## Vorliegender Textauszug

Siggis Planspiel Börse 2.0 – Wie der Bundeswirtschaftsminister das Pferd von hinten aufzäumt

Die Ankündigung von Bundeswirtschaftsminister Sigmar Gabriel, die Bundesregierung beabsichtige gemeinsam mit der Deutschen Börse AG eine Börse 2.0 zu initiieren, lief letzte Woche über alle Ticker und ließ sowohl Börsianer als auch die deutsche Startup-Community aufhorchen. In Eschborn am Hauptsitz der Deutschen Börse AG dürften nach Gabriels Ankündigung einige Fläschchen geleert worden sein, angesichts des schwergewichtigen Testimonials das man hier für den Aufbau eines „neuen“ Börsensegments gewinnen konnte. Die Abteilungen für Lobbyarbeit, Kommunikation und Marketing dürften auch heute unbesetzt bleiben, weil die beteiligten Akteure beim Börsenplatzbetreiber vermutlich immer noch völlig berauscht vom erzielten Werbewert von Gabriels Ausführungen sind.

Nüchtern betrachtet bleibt die Frage, ob das Bundeswirtschaftsministerium hier einen großen Coup für die Förderung von Innovation und Gründergeist in Deutschland gelandet hat oder lediglich die Konfetti-Parade und das Catering für die Eröffnung eines neugestalteten Börsensegments sponsert.

Brauchen deutsche Startups tatsächlich mehr Möglichkeiten Kapital an einer Börse einzusammeln oder bedarf es eher zu einem früheren Zeitpunkt des Unternehmensaufbaus staatliche Impulse und finanzielle Erleichterungen für kreative und mutige Köpfe die Unternehmen aufbauen wollen? Theoretisch betrachtet, ist der Gang an die Börse mehr oder weniger das logische Ende der Startup-Phase eines Unternehmens. Warum? Weil mit dem IPO in der Regel Gründer und/oder Investoren aus der Pre-IPO-Phase Anteile abgeben und den sogenannten Exit vornehmen. Die Besitzverhältnisse ändern sich, die Karten werden neu gemischt und die Unternehmen müssen sich in einem anderen Umfeld und anhand anderer Kriterien beweisen und werden bei Misserfolg ggf. gnadenlos abgestraft. Es ist definitiv ein politischer Irrglaube, dass man als Startup mal eben so im Vorbeigehen frisches Kapital an der Börse generiert. Vor das IPO hat die Gesetzgebung, insbesondere als Konsequenz aus dem Niedergang des Neuen Markts Ende der 90er Jahre und alle darauf folgenden Börsen- und Finanzkrisen, die (Finanzmarkt-)Regulierung gesetzt. Fast alle Gründer sind Business-getrieben und werden sich sehr genau überlegen, ob sie den von Formalitäten geprägten Gang zum Börsenparkett in Angriff nehmen wollen.

## Datenblock
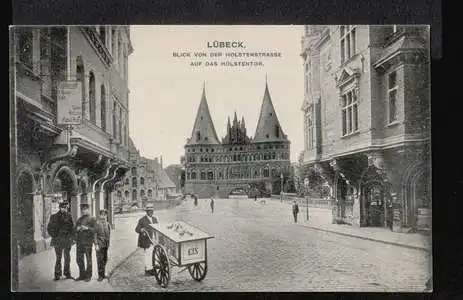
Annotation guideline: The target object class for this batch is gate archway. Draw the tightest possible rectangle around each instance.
[17,171,35,255]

## Aufgabenstellung
Führen Sie den Kommentar zu Gabriels Börse 2.0 im Anschluss an seinen letzten Satz fort.

## Lösung
Eine völlig andere Interessenlage existiert dagegen bei den professionellen Investoren und der Beraterbranche, die Startups auf dem Weg zum IPO begleitet und dabei kräftig (mit)verdient. Bei diesen Akteuren dürfte das Interesse an einem neuen Börsensegment für junge Unternehmen naturgemäß hoch sein.

Die Börsenglocke als Antrieb?

Ist der Antrieb für Gründungs-Willige tatsächlich die Aussicht darauf, einmal im Leben auf dem Frankfurter Parkett die Glocke läuten zu dürfen? Möglicherweise in einigen wenigen Fällen. Das Gros der Gründer wird seine Motivation zur Gründung eines Unternehmens aber wohl eher aus einer großartigen Idee, der Aussicht auf Marktfähigkeit des generierten Produkts oder einer innovativen Dienstleistung und einem unbändigen Umsetzungswillen ziehen. Die Suche nach Investoren steht in dieser frühen Phase einer Unternehmung nicht zwangsläufig im Vordergrund. Die Entscheidung ob man eine Idee ausarbeitet und umsetzt, hängt viel mehr an einfachen und banaleren Aspekten als an der Existenz eines passenden Börsensegments. Die Fragen die sich viele Gründer stellen lauten tendentiell eher: Wie bestreite ich meinen Lebensunterhalt? Wie bzw. wovon soll ich meine Krankenversicherung und meine Altersvorsorge in der frühen Phase des Unternehmensaufbaus zahlen? Welche Fördermittel kann ich bekommen und welche Voraussetzungen muss ich dafür erfüllen?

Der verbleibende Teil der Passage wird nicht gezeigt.